*Liste des tâches:*
**a)** Indiquez si chacun des énoncés suivants est conforme au texte d’étude sur les personnes qui sortent des normes, en répondant par oui ou par non et en citant textuellement les mots décisifs : (i) le système cherche à éliminer ceux qui menacent son équilibre ; (ii) le proverbe du clou y est présenté comme chinois ; (iii) d’après la citation de Howard Bloom, la tyrannie d’appartenance récompense les perceptions qui diffèrent de celles de la majorité.
**b)** Prolongez le texte d’étude sur les personnes qui sortent des normes, en reprenant après sa dernière phrase.

*Texte d’étude:*

____

C’est tout à fait ça, mais les personnes qui sortent de ces normes bouleversent l’équilibre du système ; ceux qui pensent différemment, qui vont trop vite, qui ont trop d’idées, qui ont une capacité de travail plus grande, une vision plus profonde. Ils sont également des révélateurs des manques du système et de la médiocrité de ses constituants. Celui-ci va donc naturellement chercher à les éliminer puisqu’ils menacent son équilibre. Comme l’explique Howard Bloom (Le Principe de Lucifer, Le Cerveau Global) : « Cette tyrannie d’appartenance punit les perceptions qui ne coïncident pas avec celles de la majorité.» Et malheureusement, comme l’affirme le proverbe japonais : le clou qui dépasse appelle le marteau.

____

*Données recueillies:*

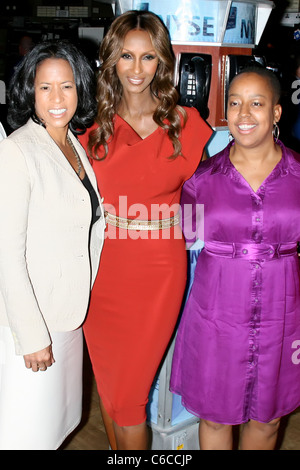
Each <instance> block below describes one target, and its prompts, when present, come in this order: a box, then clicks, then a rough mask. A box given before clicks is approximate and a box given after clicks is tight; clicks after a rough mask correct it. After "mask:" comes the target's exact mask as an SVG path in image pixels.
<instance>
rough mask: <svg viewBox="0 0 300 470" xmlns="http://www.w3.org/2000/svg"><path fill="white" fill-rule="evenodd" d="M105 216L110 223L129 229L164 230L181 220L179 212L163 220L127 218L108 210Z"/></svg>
mask: <svg viewBox="0 0 300 470" xmlns="http://www.w3.org/2000/svg"><path fill="white" fill-rule="evenodd" d="M104 216H105V220H106V222H107V223H108V224H110V225H113V226H114V227H119V228H125V229H127V230H162V229H164V228H170V227H174V225H177V224H179V221H180V216H179V214H176V215H175V216H174V217H171V218H170V219H161V220H139V219H125V218H124V217H118V216H116V215H113V214H110V213H109V212H107V211H105V212H104Z"/></svg>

____

*Réponses par point:*
**a)**
(i) Oui : « Celui-ci va donc naturellement chercher à les éliminer puisqu’ils menacent son équilibre. »
(ii) Non : « comme l’affirme le proverbe japonais »
(iii) Non : « Cette tyrannie d’appartenance punit les perceptions qui ne coïncident pas avec celles de la majorité. »

**b)**
- Pourquoi les idées les plus révolutionnaires ou tout simplement, les plus novatrices sont-elles réprimandées, occultées ou combattues ? Pourquoi leurs auteurs sont-ils montrés du doigt, parfois mis au banc de la société. Ils sont nombreux les grands penseurs à avoir souffert, dans leur âme et dans leur chair, de cet ostracisme. Qui fait obstacle ; qui a peu de perdre un peu de son pouvoir dans toute cette histoire ?
- Je souhaite citer ici les propos de Nietzschze : « La disproportion entre la grandeur de ma tâche et la petitesse de mes contemporains s’est manifestée en ce que l’on ne m’a ni entendu, ni même aperçu. Je vis du seul crédit que je m’accorde. Peut-être même mon existence est-elle un préjugé ».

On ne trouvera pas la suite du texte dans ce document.